## Problem statement
Return the lines of the data unchanged, beginning at the line that contains "Where can you spot the ocean?" and continuing through the end of the data.

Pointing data
- - -

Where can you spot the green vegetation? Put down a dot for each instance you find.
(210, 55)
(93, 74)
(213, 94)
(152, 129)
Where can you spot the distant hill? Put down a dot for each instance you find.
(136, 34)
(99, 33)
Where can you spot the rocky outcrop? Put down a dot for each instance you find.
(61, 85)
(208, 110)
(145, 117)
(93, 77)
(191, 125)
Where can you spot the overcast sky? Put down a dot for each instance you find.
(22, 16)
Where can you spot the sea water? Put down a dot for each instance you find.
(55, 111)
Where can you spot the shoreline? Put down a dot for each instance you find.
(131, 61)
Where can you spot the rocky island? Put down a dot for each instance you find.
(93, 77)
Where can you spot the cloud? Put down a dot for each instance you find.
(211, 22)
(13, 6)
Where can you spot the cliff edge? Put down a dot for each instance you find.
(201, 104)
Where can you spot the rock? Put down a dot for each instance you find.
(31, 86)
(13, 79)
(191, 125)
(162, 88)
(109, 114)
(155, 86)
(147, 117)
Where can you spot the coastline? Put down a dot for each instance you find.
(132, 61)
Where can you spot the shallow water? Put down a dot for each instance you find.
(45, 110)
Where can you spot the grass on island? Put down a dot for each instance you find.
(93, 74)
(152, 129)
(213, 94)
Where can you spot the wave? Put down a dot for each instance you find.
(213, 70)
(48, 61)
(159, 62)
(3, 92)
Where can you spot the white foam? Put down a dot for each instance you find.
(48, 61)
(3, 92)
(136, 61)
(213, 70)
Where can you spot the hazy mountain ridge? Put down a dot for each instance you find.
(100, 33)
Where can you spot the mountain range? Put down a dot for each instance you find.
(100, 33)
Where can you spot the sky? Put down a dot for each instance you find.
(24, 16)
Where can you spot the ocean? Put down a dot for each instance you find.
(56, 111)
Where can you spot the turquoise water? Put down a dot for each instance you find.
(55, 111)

- - -

## Exercise result
Where can you spot the ocean? Put down a dot for each instance you find.
(56, 111)
Where can you spot the turquoise water? Put down a dot for each instance you find.
(55, 111)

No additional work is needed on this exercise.